**理解度チェック:**
(a) 右室二腔症の本文から、「Double-chambered right ventricle」を含む語句で始まり「聴診では胸骨左縁に表在的に粗く長い収縮期雑音をきく. II音は分裂してきかれ, 亢進はない.」で終わる部分を、そのまま書き写してください。
(b) 右室二腔症の本文によると、乳児期に心室中隔欠損の大きさに応じた左-右短絡が生じるのはなぜか。1〜3文で説明せよ。

Double-chambered right ventricle

告示

番号:2

疾病名:右室二腔症

診断方法

【臨床所見】
乳児期には右室内圧差はまだほとんどないので,心室中隔欠損の大きさに応じて左-右短絡が生じ, それよる臨床所見を生じる. 短絡の多い場合には心不全を生じて, 多呼吸や体重増加不良などの所見を呈する. 狭窄が高度になり, チアノーゼが出現すると,運動時に呼吸困難を生じるようになる. 通常, 右室肥大が生じても, Fallot四徴症のような隠据や運動障害はない. 聴診では胸骨左縁に表在的に粗く長い収縮期雑音をきく. II音は分裂してきかれ, 亢進はない.

(データセットの項目)
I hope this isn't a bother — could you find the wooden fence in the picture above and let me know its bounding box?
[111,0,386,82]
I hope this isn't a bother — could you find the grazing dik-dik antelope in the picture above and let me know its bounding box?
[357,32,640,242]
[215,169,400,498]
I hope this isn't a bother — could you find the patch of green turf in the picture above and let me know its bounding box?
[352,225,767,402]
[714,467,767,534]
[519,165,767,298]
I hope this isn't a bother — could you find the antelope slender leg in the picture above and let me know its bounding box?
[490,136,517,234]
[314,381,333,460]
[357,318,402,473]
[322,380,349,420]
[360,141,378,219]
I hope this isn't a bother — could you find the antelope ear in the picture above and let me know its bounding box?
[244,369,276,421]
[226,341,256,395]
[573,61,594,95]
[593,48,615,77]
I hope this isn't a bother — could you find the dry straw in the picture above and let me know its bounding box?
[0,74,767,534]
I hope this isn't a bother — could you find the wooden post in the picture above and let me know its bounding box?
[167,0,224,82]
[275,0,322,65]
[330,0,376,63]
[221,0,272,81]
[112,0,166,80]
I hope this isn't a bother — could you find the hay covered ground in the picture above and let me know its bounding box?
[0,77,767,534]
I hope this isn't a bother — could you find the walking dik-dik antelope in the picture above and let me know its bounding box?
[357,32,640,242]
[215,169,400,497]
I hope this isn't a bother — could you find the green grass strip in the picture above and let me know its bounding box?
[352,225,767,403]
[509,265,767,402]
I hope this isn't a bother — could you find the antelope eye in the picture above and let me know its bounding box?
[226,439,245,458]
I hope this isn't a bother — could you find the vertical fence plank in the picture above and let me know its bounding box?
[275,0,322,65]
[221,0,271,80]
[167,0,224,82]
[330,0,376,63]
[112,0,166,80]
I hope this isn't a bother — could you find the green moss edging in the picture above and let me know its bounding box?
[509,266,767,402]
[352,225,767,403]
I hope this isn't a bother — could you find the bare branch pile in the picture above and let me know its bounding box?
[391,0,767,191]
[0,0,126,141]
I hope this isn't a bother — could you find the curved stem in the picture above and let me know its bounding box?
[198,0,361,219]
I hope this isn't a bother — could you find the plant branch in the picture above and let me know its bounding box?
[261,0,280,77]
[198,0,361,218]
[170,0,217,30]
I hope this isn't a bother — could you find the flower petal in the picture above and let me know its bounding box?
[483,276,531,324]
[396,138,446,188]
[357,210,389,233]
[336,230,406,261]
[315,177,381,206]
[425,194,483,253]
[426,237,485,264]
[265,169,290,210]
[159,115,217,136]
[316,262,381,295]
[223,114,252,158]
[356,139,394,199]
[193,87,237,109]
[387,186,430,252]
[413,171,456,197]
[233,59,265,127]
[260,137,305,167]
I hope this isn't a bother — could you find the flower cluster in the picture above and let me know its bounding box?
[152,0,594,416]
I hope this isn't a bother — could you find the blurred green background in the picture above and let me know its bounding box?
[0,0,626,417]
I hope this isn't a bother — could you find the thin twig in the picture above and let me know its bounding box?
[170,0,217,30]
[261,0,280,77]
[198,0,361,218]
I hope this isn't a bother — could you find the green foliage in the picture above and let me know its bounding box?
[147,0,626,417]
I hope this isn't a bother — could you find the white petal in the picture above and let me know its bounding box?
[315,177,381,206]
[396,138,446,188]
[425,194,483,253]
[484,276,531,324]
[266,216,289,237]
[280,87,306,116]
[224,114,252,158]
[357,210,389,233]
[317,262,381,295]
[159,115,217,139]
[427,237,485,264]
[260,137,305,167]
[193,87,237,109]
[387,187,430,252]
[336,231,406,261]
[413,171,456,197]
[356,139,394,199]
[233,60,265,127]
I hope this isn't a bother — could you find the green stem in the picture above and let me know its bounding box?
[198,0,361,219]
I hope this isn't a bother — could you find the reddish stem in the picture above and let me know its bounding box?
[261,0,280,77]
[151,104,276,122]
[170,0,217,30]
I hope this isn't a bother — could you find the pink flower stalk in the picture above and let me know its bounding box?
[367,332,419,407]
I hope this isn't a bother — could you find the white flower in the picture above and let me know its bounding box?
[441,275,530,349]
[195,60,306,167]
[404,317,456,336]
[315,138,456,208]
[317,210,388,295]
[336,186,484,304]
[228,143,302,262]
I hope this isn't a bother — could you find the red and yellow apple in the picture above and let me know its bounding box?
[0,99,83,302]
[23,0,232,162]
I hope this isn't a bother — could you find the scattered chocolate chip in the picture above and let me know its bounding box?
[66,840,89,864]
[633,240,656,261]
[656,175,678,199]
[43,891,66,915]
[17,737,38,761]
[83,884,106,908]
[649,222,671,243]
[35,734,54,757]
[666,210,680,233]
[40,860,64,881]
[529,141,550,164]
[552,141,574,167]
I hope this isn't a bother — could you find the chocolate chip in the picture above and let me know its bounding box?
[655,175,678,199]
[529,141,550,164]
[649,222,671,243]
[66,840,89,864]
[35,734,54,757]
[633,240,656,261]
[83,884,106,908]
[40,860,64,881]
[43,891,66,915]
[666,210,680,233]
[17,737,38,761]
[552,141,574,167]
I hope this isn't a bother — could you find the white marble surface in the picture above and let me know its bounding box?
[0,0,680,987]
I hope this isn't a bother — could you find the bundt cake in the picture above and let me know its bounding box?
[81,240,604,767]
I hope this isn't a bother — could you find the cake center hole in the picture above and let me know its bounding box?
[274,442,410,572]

**解答一覧:**
(a)
Double-chambered right ventricle

告示

番号:2

疾病名:右室二腔症

診断方法

【臨床所見】
乳児期には右室内圧差はまだほとんどないので,心室中隔欠損の大きさに応じて左-右短絡が生じ, それよる臨床所見を生じる. 短絡の多い場合には心不全を生じて, 多呼吸や体重増加不良などの所見を呈する. 狭窄が高度になり, チアノーゼが出現すると,運動時に呼吸困難を生じるようになる. 通常, 右室肥大が生じても, Fallot四徴症のような隠据や運動障害はない. 聴診では胸骨左縁に表在的に粗く長い収縮期雑音をきく. II音は分裂してきかれ, 亢進はない.

(b) 乳児期には右室内圧差がまだほとんどないためである。そのため、心室中隔欠損の大きさに応じて左-右短絡が生じる。